What is needed: Print the lines from the start of the rows up to and including the line with "(240, 110), (288, 133)". Copy each character unchanged.

Data for processing:
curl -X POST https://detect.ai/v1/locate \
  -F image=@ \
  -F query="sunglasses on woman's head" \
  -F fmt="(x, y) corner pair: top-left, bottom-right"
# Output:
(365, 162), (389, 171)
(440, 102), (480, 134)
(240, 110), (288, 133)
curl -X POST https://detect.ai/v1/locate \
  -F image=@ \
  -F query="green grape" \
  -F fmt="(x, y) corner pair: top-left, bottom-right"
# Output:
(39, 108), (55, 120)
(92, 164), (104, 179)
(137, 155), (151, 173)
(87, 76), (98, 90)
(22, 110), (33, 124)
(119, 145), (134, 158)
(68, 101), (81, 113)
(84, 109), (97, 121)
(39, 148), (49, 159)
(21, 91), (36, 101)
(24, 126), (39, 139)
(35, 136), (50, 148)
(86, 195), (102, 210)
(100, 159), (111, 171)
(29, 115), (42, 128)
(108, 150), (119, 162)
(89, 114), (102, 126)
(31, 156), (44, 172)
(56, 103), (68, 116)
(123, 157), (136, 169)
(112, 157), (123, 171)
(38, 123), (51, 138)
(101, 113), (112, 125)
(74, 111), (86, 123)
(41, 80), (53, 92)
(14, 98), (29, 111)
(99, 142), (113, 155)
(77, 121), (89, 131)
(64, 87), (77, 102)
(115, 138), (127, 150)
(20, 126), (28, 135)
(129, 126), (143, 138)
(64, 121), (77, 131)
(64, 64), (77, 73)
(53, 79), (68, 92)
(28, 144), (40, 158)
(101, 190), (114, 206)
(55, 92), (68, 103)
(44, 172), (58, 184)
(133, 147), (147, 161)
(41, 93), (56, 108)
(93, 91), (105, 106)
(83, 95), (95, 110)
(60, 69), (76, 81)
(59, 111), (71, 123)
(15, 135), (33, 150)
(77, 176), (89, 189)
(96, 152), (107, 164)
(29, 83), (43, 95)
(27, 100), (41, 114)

Solution:
curl -X POST https://detect.ai/v1/locate \
  -F image=@ \
  -F query="sunglasses on woman's head" \
  -F fmt="(x, y) corner pair: top-left, bottom-right"
# Output:
(365, 162), (389, 171)
(440, 102), (480, 134)
(240, 110), (288, 133)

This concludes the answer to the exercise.